Excerpted passage:
They evaluated the models using a Wait-k policy. This is a common strategy in simultaneous translation where the model waits for k words (e.g., 3, 5, or 7 words) before generating a translation. Small k means low latency (fast), while large k usually means better quality.

The Metrics

  • Quality: Measured using BLEU (text overlap) and COMET/COMET-QE (semantic similarity).
  • Latency: Measured using Average Token Delay (ATD)—essentially, how long the user waits for the translation.

The Results

The experiments revealed that the effectiveness of the Simul-MuST-C dataset depends heavily on the grammatical distance between the languages.

1. English-to-Japanese (The Big Winner)

Because English and Japanese have such different word orders, forcing the model to learn from “monotonic” data had a massive impact.

Figure 3: Results for En-Ja. The Simul-MuST-C model (red lines) consistently shows lower latency and better reference-free quality (COMET-QE) than the baseline.

Figure 3 presents the results for En-Ja. Let’s break down the COMET-QE_ATD graph (bottom right).

  • The Red Line (Simul-MuST-C) is to the left of the Green Line (MuST-C). This means for the same quality, the new model has significantly lower latency.

Supplied entries:
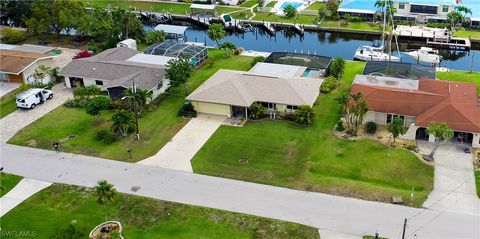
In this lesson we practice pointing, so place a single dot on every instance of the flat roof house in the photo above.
(112, 71)
(19, 65)
(420, 102)
(230, 93)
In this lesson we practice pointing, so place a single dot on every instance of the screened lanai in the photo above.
(197, 54)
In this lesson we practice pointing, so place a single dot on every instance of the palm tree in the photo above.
(228, 47)
(396, 127)
(337, 67)
(105, 193)
(216, 32)
(122, 122)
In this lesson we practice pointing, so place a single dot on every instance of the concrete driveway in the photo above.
(454, 183)
(177, 153)
(17, 120)
(7, 87)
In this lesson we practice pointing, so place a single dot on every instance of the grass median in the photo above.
(140, 217)
(310, 158)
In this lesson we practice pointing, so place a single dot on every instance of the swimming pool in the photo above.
(293, 4)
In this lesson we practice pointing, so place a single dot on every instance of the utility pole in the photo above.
(404, 228)
(134, 91)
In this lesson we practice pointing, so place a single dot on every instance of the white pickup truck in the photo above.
(33, 97)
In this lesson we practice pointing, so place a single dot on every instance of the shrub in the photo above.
(256, 60)
(340, 126)
(105, 135)
(370, 127)
(256, 111)
(304, 115)
(329, 84)
(11, 35)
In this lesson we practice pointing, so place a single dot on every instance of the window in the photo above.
(423, 9)
(390, 118)
(292, 107)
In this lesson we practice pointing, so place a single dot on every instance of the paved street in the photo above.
(454, 185)
(177, 153)
(327, 212)
(10, 124)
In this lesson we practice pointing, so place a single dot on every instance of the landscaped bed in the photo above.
(7, 182)
(156, 128)
(311, 158)
(140, 218)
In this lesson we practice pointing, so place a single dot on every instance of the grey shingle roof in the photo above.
(111, 67)
(243, 88)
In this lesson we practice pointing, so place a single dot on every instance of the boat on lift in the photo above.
(425, 54)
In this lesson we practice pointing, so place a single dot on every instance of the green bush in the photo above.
(11, 35)
(329, 84)
(256, 111)
(340, 126)
(256, 60)
(304, 115)
(370, 127)
(106, 136)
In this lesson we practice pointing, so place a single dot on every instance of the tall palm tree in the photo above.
(396, 127)
(216, 32)
(122, 122)
(105, 194)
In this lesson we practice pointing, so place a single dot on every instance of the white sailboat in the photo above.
(425, 54)
(370, 53)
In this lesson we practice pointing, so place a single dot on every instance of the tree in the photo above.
(152, 37)
(304, 115)
(11, 35)
(228, 47)
(178, 71)
(337, 67)
(54, 15)
(256, 111)
(105, 194)
(97, 104)
(290, 11)
(442, 134)
(123, 121)
(82, 54)
(354, 108)
(396, 127)
(216, 32)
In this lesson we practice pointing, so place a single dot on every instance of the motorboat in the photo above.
(370, 53)
(425, 54)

Required action:
Decide whether each statement agrees with the passage on simultaneous translation: (a) in the Wait-k policy, a large k usually means better quality; (b) latency is measured using BLEU; (c) in the COMET-QE_ATD graph for En-Ja, the Green Line is to the left of the Red Line. Answer yes or no for each, and quote the deciding words.

Written response:
(a) Yes: "large k usually means better quality"
(b) No: "Latency: Measured using Average Token Delay (ATD)"
(c) No: "The Red Line (Simul-MuST-C) is to the left of the Green Line (MuST-C)."